YOUR INSTRUCTIONS:
Locate each line in the material below that contains the word "blue", treating uppercase and lowercase as different, and copy every such line.

DATA PROVIDED:
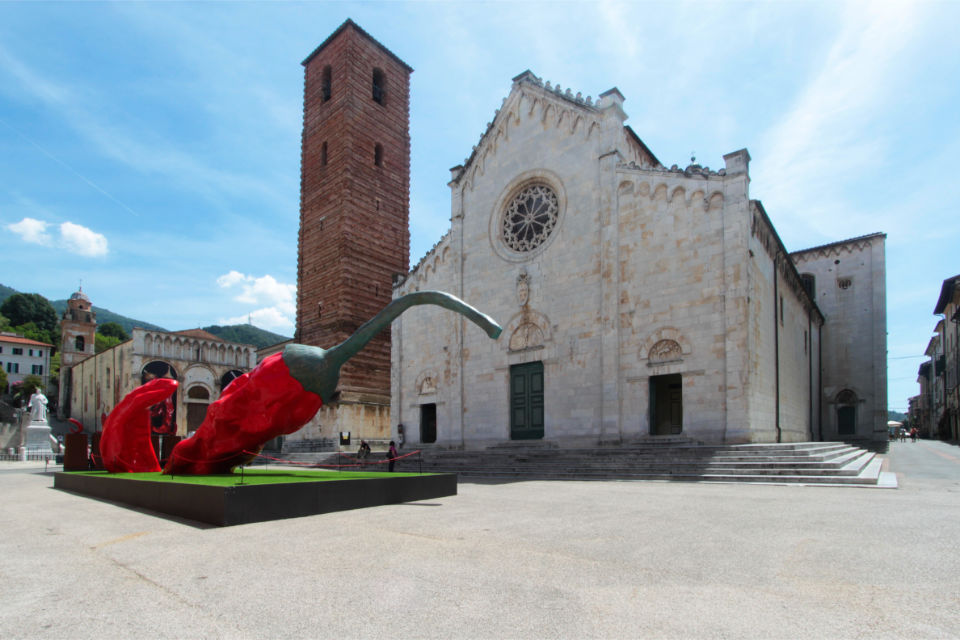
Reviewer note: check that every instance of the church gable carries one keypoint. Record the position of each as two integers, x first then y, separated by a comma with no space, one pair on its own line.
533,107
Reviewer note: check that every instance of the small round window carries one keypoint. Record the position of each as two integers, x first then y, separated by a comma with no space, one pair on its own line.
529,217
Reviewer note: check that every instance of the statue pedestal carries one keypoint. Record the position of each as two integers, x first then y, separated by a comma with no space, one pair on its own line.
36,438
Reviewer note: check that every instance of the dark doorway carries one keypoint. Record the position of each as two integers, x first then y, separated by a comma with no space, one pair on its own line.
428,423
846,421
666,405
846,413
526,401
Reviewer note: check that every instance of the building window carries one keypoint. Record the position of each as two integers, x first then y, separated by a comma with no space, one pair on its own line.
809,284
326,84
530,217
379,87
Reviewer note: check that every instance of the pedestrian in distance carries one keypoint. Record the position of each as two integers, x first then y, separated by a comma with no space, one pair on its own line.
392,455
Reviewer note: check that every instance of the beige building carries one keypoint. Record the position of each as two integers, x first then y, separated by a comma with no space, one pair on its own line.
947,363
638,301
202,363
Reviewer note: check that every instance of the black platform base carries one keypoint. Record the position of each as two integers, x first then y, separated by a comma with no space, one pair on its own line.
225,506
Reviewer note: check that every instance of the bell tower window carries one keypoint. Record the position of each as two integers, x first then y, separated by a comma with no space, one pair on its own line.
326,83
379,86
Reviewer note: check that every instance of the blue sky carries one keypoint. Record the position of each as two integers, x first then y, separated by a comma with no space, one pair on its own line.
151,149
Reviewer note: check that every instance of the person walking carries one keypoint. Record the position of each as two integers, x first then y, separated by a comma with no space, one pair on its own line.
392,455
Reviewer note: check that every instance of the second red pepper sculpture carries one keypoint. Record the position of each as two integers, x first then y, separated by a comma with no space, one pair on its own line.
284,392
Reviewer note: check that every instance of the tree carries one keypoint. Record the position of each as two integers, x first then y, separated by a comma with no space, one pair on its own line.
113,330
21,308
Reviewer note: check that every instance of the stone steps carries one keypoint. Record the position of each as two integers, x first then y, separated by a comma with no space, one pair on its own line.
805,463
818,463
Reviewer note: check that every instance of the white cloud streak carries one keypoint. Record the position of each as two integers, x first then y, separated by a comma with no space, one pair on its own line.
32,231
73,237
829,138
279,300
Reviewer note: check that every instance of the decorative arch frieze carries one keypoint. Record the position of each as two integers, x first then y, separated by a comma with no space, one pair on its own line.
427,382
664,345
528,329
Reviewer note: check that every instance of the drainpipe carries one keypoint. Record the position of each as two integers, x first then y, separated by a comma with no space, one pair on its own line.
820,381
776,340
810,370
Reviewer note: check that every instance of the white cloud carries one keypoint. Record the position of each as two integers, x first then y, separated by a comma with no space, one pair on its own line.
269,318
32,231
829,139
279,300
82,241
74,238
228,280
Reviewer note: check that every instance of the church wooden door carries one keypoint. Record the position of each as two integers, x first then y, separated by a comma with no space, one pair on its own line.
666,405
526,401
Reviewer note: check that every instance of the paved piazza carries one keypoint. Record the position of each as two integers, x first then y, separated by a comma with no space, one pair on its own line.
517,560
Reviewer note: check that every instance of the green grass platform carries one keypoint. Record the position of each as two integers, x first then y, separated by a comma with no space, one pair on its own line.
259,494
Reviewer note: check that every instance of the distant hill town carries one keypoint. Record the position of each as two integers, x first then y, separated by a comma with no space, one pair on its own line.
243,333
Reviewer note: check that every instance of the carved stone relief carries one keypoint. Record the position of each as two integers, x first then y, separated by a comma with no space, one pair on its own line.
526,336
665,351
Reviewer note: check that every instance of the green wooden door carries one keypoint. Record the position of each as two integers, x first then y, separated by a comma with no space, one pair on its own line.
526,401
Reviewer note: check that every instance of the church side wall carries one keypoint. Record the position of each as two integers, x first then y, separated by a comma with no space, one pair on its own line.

==

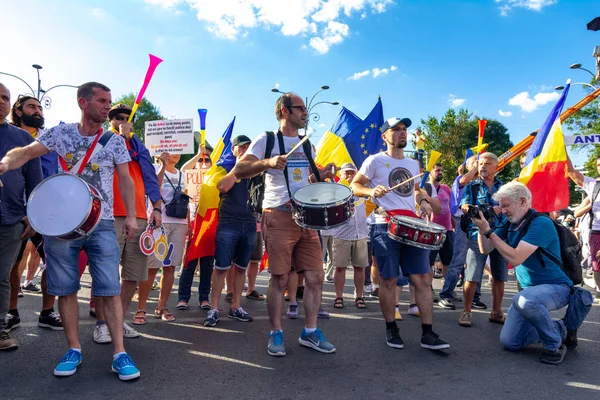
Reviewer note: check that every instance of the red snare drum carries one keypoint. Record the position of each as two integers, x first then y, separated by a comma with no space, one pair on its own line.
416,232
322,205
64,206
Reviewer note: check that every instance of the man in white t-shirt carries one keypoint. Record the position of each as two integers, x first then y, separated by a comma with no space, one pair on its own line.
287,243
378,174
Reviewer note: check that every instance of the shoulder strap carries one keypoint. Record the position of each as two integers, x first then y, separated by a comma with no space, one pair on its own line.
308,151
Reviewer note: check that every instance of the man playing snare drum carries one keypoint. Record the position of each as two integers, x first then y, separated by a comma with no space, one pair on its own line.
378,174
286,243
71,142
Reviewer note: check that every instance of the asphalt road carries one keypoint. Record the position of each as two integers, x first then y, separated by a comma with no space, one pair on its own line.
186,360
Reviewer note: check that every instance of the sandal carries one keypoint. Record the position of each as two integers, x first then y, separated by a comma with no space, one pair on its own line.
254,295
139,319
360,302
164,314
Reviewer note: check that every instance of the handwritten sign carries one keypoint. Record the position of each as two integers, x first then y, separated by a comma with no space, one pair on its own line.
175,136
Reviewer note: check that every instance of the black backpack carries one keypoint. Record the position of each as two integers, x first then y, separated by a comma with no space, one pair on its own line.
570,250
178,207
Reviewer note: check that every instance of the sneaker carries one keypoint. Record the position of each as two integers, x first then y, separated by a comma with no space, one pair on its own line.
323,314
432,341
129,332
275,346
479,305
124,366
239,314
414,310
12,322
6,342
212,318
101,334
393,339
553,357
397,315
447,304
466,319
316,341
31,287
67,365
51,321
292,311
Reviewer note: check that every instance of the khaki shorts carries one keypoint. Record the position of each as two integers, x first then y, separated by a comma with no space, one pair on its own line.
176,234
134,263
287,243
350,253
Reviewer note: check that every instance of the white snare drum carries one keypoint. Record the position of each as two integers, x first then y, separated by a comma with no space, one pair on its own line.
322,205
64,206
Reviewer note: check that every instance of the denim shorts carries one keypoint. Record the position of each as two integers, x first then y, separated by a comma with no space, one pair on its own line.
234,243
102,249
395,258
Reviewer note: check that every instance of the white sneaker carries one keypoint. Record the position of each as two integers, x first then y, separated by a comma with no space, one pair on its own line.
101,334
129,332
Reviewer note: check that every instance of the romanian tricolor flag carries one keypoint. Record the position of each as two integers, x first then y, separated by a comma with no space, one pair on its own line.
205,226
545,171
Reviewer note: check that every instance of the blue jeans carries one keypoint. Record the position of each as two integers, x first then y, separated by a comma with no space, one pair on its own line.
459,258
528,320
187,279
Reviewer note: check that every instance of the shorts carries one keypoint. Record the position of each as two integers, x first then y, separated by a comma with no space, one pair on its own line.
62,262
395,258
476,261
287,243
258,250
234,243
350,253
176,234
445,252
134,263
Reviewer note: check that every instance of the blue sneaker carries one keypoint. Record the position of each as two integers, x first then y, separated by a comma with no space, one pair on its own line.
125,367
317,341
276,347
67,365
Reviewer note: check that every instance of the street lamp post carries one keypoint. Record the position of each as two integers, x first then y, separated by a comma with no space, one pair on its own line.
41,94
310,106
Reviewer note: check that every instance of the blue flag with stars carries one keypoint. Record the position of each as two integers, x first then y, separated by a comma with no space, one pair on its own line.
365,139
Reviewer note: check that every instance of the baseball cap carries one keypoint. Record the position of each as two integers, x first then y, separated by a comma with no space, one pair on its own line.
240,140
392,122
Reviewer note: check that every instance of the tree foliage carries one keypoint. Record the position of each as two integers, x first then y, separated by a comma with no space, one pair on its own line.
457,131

---

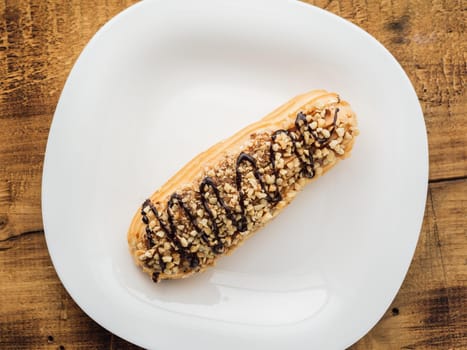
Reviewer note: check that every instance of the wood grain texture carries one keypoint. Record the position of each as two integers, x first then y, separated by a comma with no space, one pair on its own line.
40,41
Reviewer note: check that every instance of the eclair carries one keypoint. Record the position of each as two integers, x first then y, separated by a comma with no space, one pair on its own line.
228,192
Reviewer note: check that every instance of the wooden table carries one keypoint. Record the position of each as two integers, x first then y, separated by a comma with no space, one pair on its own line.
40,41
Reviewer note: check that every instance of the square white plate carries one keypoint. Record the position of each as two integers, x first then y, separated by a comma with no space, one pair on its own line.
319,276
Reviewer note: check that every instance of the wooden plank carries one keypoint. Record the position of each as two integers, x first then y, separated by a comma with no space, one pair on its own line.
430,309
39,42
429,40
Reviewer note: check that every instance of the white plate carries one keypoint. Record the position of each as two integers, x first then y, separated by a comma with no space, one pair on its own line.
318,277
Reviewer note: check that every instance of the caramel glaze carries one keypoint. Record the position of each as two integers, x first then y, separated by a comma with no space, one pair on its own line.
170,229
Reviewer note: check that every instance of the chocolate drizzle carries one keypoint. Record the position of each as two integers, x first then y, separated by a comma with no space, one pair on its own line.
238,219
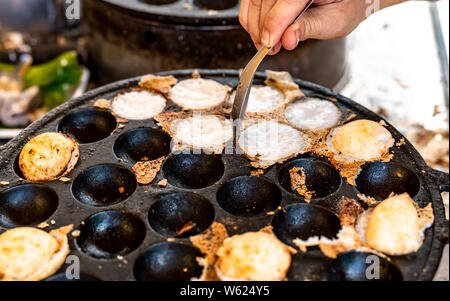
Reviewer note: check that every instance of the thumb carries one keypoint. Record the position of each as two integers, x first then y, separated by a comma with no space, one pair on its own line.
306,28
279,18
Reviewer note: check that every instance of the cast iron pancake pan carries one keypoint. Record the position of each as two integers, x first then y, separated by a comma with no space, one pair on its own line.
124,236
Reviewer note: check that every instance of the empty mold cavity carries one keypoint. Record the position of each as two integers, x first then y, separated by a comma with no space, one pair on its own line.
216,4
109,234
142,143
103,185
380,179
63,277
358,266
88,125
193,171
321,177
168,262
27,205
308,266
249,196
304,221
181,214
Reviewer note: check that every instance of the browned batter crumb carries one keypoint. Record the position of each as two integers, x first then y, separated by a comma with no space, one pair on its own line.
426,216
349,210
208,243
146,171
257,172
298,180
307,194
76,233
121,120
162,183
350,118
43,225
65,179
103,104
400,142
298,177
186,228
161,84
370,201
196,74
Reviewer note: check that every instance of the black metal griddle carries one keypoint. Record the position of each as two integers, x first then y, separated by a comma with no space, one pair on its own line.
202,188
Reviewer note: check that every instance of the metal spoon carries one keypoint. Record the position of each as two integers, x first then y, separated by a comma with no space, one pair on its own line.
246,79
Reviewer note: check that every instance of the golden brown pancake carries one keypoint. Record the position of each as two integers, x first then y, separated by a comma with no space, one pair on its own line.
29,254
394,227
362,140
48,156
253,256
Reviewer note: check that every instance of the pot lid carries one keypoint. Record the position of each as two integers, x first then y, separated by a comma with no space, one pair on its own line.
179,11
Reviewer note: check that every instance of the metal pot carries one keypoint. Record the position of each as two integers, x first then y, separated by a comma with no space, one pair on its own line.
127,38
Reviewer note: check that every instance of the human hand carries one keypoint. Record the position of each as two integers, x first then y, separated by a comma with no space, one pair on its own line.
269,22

WORKED ANSWER:
Reviewer note: check that every instance of the blue sky carries one keypoint. Record the position of each as two integers, x first then y, separated by a comma with no space, one pair on its own line.
Reviewer note: check that every instance of the blue jeans carries one keypoint. Record the position of each as two integers, x first then y, separated by a comma with no space, one pair on its own line.
Reviewer note: check that every instance of the blue sneaker carries one keypoint. Record the position of each as two integers, x first then y, separated by a comma with no space, one pair on its own line.
Reviewer note: check that every instance of the blue flag with stars carries one keypoint. Record the position of each as two integers, x first then y, separated by a comma with no space, one pair on its own line.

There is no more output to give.